__STATED GOAL__
Please extract the passage of the sexual assault training article from "The bill, the" to "rape was damaging.".

__SOURCE TEXT__
University grad works with Sen. Franken on sexual assault training

Abby Honold aims to help other victims of sexual assault and rape through enhanced training for law enforcement.

Sexual assault advocate Abby Honold speaks to a crowd on East Bank on April 18.

Chris Dang, Daily File Photo

Sexual assault advocate Abby Honold speaks to a crowd on East Bank on April 18.

Allison Cramer

A Twin Cities area sexual assault advocate and a U.S. senator from Minnesota are working together on a bill to improve interactions between victims of sexual assault and the police.

The bill, the product of a partnership between recent University of Minnesota graduate Abby Honold and Sen. Al Franken, D-Minn., would award grants to police departments that undergo trauma-informed training to share best practices for initial interviews of sex assault victims.

Honold — who fought for a conviction for her rapist, former University student Daniel Drill-Mellum, while pursuing her undergraduate degree — said her first interview with police after the rape was damaging.

Entries pointing to named objects:

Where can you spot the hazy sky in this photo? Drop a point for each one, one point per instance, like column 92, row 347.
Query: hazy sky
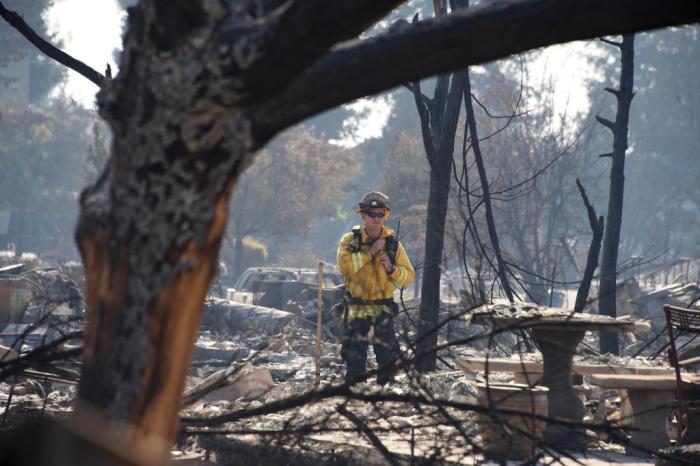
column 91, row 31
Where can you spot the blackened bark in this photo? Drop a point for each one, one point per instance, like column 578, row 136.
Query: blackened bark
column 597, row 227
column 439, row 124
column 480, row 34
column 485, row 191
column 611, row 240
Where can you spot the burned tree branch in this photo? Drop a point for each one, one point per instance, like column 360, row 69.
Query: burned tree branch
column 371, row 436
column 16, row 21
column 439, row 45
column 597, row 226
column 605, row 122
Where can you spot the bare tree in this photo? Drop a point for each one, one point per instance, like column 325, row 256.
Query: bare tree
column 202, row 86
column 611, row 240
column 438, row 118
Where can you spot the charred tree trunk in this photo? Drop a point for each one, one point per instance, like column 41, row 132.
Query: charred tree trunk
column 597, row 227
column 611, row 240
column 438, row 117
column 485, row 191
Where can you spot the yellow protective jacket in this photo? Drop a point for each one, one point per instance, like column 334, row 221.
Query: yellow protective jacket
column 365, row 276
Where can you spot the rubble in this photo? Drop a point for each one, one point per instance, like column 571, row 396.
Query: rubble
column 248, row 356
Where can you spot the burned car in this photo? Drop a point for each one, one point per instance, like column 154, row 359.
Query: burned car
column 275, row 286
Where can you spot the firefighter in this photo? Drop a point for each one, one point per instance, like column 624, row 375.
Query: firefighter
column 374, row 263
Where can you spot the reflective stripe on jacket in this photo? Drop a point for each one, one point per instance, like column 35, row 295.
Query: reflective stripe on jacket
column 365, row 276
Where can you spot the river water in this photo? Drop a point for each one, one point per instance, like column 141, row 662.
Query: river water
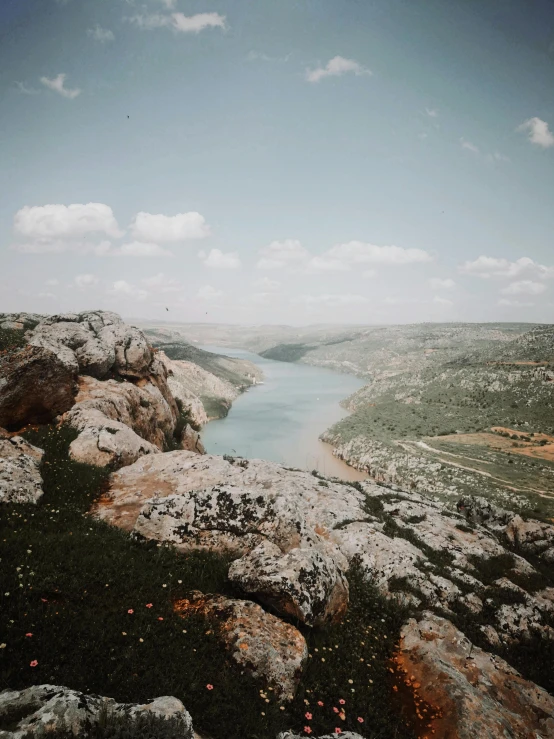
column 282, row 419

__ANSWER TO THE EXERCISE__
The bill, the product of a partnership between recent University of Minnesota graduate Abby Honold and Sen. Al Franken, D-Minn., would award grants to police departments that undergo trauma-informed training to share best practices for initial interviews of sex assault victims.

Honold — who fought for a conviction for her rapist, former University student Daniel Drill-Mellum, while pursuing her undergraduate degree — said her first interview with police after the rape was damaging.